The dining room outlets do not necessarily have to be on a 20 amp circuit, unless you are considering them in your 2 required small appliance branch circuits. If you already have (2) 20 amp SM APP circuits, they can be on a 15 amp circuit if you like.


----------



## Meadow (Jan 14, 2011)

hardworkingstiff said:


> If you read the code posted, I don't believe it allows for "tapping into the lighting circuit".


Ill re-read it again. My mind is still seeing the dining room as separate from the countertops.


----------



## hardworkingstiff (Jan 22, 2007)

T&K said:


> The dining room outlets do not necessarily have to be on a 20 amp circuit, unless you are considering them in your 2 required small appliance branch circuits. If you already have (2) 20 amp SM APP circuits, they can be on a 15 amp circuit if you like.


Read post #2 and you will see that the dining room outlets must be on a 20-amp circuit.


----------



## T&K (Jun 18, 2012)

meadow said:


> Ill re-read it again. My mind is still seeing the dining room as separate from the countertops.


it is if you want it to be. I always separate it from the countertop, but it's just habit. But then again, I also consider a dining room circuit the least used circuit in the home, and I will almost always put the receptacles on with whatever room happens to be close, usually the living room, or a nearby bed room.


----------



## 3xdad (Jan 25, 2011)

You guys would love it here. SABC for countertops is maxed out at 4 and can't feed anything else, dining is limited to six and all recepts everywhere have to be 12.

Do you have a local ammend, meadow?


----------



## T&K (Jun 18, 2012)

hardworkingstiff said:


> Read post #2 and you will see that the dining room outlets must be on a 20-amp circuit.


only if you are considering the outlets to be a part of your 2 required small appliance circuits.


----------



## wendon (Sep 27, 2010)

meadow said:


> I know, that but I see some guys pull a 20 amp to the dining in addition to the 2 SABC in the kitchen. Im thinking why not just extend the SABC or tap into the lighting circuit?


Depending on the size of the kitchen, I normally run 3-4 circuits to the countertop.

== Contour labeling items ==
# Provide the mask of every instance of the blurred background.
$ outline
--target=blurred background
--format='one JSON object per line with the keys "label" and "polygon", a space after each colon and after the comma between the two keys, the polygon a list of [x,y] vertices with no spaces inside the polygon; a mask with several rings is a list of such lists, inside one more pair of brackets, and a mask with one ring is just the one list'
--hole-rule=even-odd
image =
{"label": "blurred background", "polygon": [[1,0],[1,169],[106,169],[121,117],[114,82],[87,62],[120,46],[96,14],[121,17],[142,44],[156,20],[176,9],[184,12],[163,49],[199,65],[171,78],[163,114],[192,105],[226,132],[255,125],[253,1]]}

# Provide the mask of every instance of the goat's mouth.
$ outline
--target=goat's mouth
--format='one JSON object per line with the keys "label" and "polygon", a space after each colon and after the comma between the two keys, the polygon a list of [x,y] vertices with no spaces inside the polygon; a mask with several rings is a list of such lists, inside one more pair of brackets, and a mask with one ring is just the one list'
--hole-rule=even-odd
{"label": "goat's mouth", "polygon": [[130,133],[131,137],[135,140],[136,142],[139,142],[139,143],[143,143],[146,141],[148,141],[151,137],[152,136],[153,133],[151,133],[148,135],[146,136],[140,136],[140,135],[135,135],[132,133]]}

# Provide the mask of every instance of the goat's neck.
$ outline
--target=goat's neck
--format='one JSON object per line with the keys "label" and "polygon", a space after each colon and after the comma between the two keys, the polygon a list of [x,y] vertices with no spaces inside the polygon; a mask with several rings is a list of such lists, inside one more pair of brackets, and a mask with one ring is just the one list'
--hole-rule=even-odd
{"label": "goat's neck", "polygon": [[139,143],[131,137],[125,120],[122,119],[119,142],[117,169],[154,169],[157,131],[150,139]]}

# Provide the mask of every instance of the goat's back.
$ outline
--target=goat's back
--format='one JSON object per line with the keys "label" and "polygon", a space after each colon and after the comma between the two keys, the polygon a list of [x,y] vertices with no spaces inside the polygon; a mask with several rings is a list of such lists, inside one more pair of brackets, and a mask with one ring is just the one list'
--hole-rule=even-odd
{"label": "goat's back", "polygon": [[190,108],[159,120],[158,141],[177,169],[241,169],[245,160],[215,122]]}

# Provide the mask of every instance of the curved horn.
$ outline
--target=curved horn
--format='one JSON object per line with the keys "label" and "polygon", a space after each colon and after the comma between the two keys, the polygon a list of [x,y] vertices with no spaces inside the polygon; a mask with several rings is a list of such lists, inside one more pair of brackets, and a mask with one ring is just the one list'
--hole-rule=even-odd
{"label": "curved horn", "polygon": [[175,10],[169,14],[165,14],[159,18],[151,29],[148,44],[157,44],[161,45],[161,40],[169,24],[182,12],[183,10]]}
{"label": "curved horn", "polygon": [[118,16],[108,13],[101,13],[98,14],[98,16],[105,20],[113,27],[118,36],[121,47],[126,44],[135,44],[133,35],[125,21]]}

== SET TASKS ==
• A. In the forum thread on dining room outlets, how many circuits does wendon normally run to the countertop?
• B. Carry the forum thread on dining room outlets forward from its last post.
The listing has no connection to the text.

== ANSWERS FOR THE TASKS ==
• A. Three to four, depending on the size of the kitchen.

• B.
----------



## Meadow (Jan 14, 2011)

T&K said:


> it is if you want it to be. I always separate it from the countertop, but it's just habit. But then again, I also consider a dining room circuit the least used circuit in the home, and I will almost always put the receptacles on with whatever room happens to be close, usually the living room, or a nearby bed room.


That's my thinking as well. Saves wire with no complaints yet.






3xdad said:


> You guys would love it here. SABC for countertops is maxed out at 4 and can't feed anything else, dining is limited to six and all recepts everywhere have to be 12.
> 
> Do you have a local ammend, meadow?



No local that I know of. Older homes would just tie the dinning on to the SABC or which ever circuit was close by but Im seeing every other new home with a dedicated 20amp just for the dinning room alone, nothing else on it.


----------



## bkmichael65 (Mar 25, 2013)

T&K said:


> The dining room outlets do not necessarily have to be on a 20 amp circuit, unless you are considering them in your 2 required small appliance branch circuits. If you already have (2) 20 amp SM APP circuits, they can be on a 15 amp circuit if you like.


I don't have my code book handy, but I'm pretty sure the only exception for a 15 amp circuit is for the refrigerator


----------



## 480sparky (Sep 20, 2007)

meadow said:


> I know, that but I see some guys pull a 20 amp to the dining in addition to the 2 SABC in the kitchen. Im thinking why not just extend the SABC or tap into the lighting circuit?


You can't have lighting on a SABC, even if it's the third one.


----------



## 480sparky (Sep 20, 2007)

T&K said:


> The dining room outlets do not necessarily have to be on a 20 amp circuit, unless you are considering them in your 2 required small appliance branch circuits. If you already have (2) 20 amp SM APP circuits, they can be on a 15 amp circuit if you like.


Code reference, please.


----------



## Meadow (Jan 14, 2011)

480sparky said:


> You can't have lighting on a SABC, even if it's the third one.



But my understanding is the dinning room doesn't have to be part of the SABC?


----------



## 480sparky (Sep 20, 2007)

meadow said:


> But my understanding is the dinning room doesn't have to be part of the SABC?



It does.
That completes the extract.